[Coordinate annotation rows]
'''
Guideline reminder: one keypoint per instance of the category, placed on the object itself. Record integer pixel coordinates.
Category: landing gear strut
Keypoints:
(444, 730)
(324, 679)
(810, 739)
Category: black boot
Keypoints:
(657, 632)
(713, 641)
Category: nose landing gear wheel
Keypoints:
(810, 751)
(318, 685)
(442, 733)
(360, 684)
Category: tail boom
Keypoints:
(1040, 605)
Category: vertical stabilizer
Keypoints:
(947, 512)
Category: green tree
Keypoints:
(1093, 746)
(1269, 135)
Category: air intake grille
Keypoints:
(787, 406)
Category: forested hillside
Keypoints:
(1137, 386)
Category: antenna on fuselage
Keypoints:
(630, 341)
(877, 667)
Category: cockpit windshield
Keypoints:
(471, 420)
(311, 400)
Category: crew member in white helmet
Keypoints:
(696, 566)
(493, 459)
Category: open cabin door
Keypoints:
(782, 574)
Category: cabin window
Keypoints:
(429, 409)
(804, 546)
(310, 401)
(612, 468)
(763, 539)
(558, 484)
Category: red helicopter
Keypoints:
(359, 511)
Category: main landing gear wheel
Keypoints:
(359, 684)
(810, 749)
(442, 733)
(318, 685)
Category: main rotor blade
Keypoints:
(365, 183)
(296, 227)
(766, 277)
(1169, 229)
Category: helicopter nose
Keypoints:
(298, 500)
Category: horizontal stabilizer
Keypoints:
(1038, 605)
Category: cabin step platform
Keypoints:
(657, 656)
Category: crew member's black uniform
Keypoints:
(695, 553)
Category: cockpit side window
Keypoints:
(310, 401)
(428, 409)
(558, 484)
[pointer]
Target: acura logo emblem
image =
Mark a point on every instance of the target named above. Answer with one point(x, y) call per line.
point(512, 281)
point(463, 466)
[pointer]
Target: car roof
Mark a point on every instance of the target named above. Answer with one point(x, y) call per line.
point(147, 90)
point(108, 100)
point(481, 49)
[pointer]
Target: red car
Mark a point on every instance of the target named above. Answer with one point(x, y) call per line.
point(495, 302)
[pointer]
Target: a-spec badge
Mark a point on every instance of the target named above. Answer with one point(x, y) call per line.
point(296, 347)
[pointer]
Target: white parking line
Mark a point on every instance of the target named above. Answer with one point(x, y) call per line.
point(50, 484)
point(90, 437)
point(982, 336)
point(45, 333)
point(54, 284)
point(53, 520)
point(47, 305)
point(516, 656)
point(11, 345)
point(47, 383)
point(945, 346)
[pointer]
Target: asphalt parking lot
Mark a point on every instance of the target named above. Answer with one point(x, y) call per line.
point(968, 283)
'''
_Problem requirements:_
Give every line of the rows above as a JSON list of strings, one string per line, leaving out blank lines.

_Final result:_
[
  "Guideline reminder: one keypoint per instance of the category, placed on the object itself. Record integer pixel coordinates.",
  "Category: landing gear strut",
  "Keypoints:",
  "(444, 730)",
  "(324, 679)",
  "(810, 739)",
  "Category: black boot",
  "Keypoints:",
  "(657, 632)",
  "(713, 641)",
  "Category: nose landing gear wheel",
  "Keypoints:",
  "(810, 751)",
  "(318, 685)",
  "(442, 733)",
  "(360, 684)",
  "Category: tail boom",
  "Keypoints:",
  "(1040, 605)",
  "Category: vertical stabilizer",
  "Keypoints:",
  "(947, 512)",
  "Category: green tree",
  "Keypoints:",
  "(1093, 746)",
  "(1269, 135)",
  "Category: air intake grille",
  "Keypoints:",
  "(787, 406)",
  "Category: forested hillside",
  "Keypoints:",
  "(1137, 386)",
  "Category: antenna on fuselage",
  "Keypoints:",
  "(630, 341)",
  "(877, 667)",
  "Category: cockpit windshield",
  "Keypoints:",
  "(471, 420)",
  "(311, 400)",
  "Category: crew member in white helmet",
  "Keypoints:",
  "(696, 566)",
  "(493, 459)",
  "Category: open cabin door",
  "Keypoints:",
  "(782, 574)",
  "Category: cabin window",
  "Keypoints:",
  "(429, 409)",
  "(804, 546)",
  "(310, 401)",
  "(612, 468)",
  "(763, 539)",
  "(558, 484)",
  "Category: red helicopter",
  "Keypoints:",
  "(359, 511)",
  "Category: main landing gear wheel",
  "Keypoints:",
  "(359, 684)",
  "(810, 749)",
  "(442, 733)",
  "(318, 685)",
  "Category: main rotor blade",
  "Keypoints:",
  "(365, 183)",
  "(296, 227)",
  "(766, 277)",
  "(1169, 229)",
  "Category: helicopter nose",
  "Keypoints:",
  "(298, 500)",
  "Category: horizontal stabilizer",
  "Keypoints:",
  "(1038, 605)",
  "Category: cabin step platform",
  "Keypoints:",
  "(657, 656)",
  "Category: crew member's black uniform",
  "Keypoints:",
  "(695, 553)",
  "Category: cockpit side window",
  "Keypoints:",
  "(310, 401)",
  "(428, 409)",
  "(558, 484)",
  "[pointer]",
  "Target: acura logo emblem",
  "image =",
  "Mark a point on every instance of the target named above. Answer with one point(x, y) call per line.",
  "point(512, 281)",
  "point(463, 466)",
  "[pointer]",
  "Target: car roof",
  "Mark a point on every instance of the target named above. Answer with one point(x, y) call per line.",
  "point(147, 90)",
  "point(108, 100)",
  "point(481, 49)",
  "[pointer]",
  "Target: red car",
  "Mark a point on every instance of the target named above. Answer with one point(x, y) call per line.",
  "point(495, 302)",
  "[pointer]",
  "Target: a-spec badge",
  "Mark a point on every instance of the target named above. Answer with one point(x, y) call per line.",
  "point(296, 347)",
  "[pointer]",
  "Target: white parking line",
  "Mark a point on every instance of the target named above. Answer with one point(x, y) call per line.",
  "point(50, 484)",
  "point(90, 437)",
  "point(982, 336)",
  "point(45, 333)",
  "point(54, 284)",
  "point(53, 520)",
  "point(47, 305)",
  "point(516, 656)",
  "point(11, 345)",
  "point(47, 383)",
  "point(945, 346)",
  "[pointer]",
  "Target: asphalt parking lot",
  "Mark a point on every instance of the target named above. Answer with one point(x, y) call per line.",
  "point(968, 283)"
]